DOCUMENT PASSAGE:
----------------------------------------

In the months that followed, I attempted to understand and carefully tasted other growers’ Tocais; and actually, I didn’t like them. I asked myself what it took to confer a wine more dignity. My intuition told me that it had to be enhanced, and above all to lend it an elegance which it had still not really known. The enologists of the time were obsessed with acidity. Seeing as that variety when ripe is never very acidic, they tended to harvest early with the result of obtaining a rough-edged wine with unstable acids and a tendency to oxidise. Moreover, Tocai is a generous vine if given the chance. Convinced that it was impossible to produce a good wine, they made more of it to make up for the low sale price. 

I decided that my vines would produce less. I tailored my production to level required of other more renowned vines. It wasn’t easy, as a reduction in volume must leave the vine in equilibrium, otherwise the plant takes sugars produced by photosynthesis away from the grapes to be used for the building of woody cellulose. I had to create in the vineyard those special conditions which favour the laying down of sugars along with other aromatic compounds in the grapes. I began to let the grass grow between the rows, to reduce and then eliminate fertilisers, to rethink the ways in which I managed the vegetation and more generally the relationship between the vines and their surroundings.

----------------------------------------

SUPPLIED INFORMATION:
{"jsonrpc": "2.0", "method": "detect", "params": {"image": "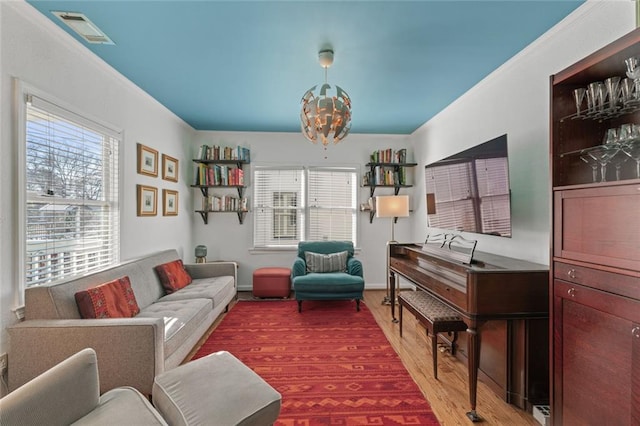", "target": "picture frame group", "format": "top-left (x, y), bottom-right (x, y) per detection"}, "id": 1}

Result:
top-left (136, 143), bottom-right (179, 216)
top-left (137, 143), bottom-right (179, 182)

----------------------------------------

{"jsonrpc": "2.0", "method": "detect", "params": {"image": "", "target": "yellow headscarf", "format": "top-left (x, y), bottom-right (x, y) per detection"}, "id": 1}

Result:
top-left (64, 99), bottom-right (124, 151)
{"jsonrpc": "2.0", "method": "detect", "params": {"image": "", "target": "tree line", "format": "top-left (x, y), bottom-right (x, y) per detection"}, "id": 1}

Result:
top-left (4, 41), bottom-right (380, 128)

----------------------------------------

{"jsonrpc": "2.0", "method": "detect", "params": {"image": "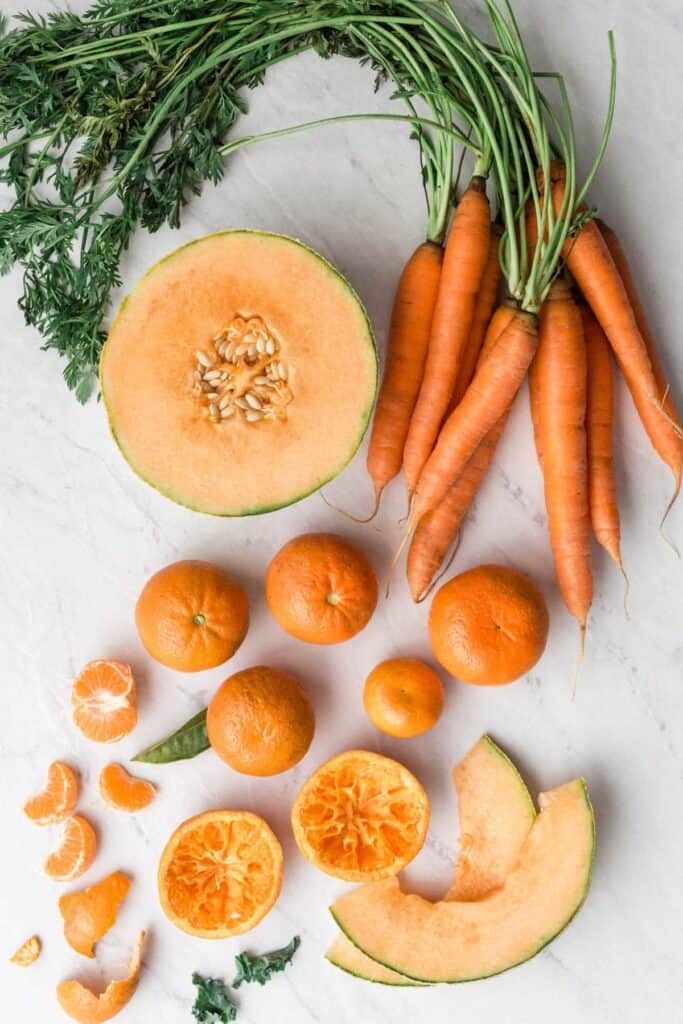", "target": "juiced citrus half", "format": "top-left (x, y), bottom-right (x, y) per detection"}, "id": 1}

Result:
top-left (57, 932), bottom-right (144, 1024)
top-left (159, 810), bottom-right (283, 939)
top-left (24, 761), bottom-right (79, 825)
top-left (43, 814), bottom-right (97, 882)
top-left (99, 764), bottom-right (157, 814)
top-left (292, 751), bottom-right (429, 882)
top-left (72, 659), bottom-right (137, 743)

----------------------------------------

Reproduce the whole passage above about growing Tocai vines, word for word.

In the months that followed, I attempted to understand and carefully tasted other growers’ Tocais; and actually, I didn’t like them. I asked myself what it took to confer a wine more dignity. My intuition told me that it had to be enhanced, and above all to lend it an elegance which it had still not really known. The enologists of the time were obsessed with acidity. Seeing as that variety when ripe is never very acidic, they tended to harvest early with the result of obtaining a rough-edged wine with unstable acids and a tendency to oxidise. Moreover, Tocai is a generous vine if given the chance. Convinced that it was impossible to produce a good wine, they made more of it to make up for the low sale price. 

I decided that my vines would produce less. I tailored my production to level required of other more renowned vines. It wasn’t easy, as a reduction in volume must leave the vine in equilibrium, otherwise the plant takes sugars produced by photosynthesis away from the grapes to be used for the building of woody cellulose. I had to create in the vineyard those special conditions which favour the laying down of sugars along with other aromatic compounds in the grapes. I began to let the grass grow between the rows, to reduce and then eliminate fertilisers, to rethink the ways in which I managed the vegetation and more generally the relationship between the vines and their surroundings.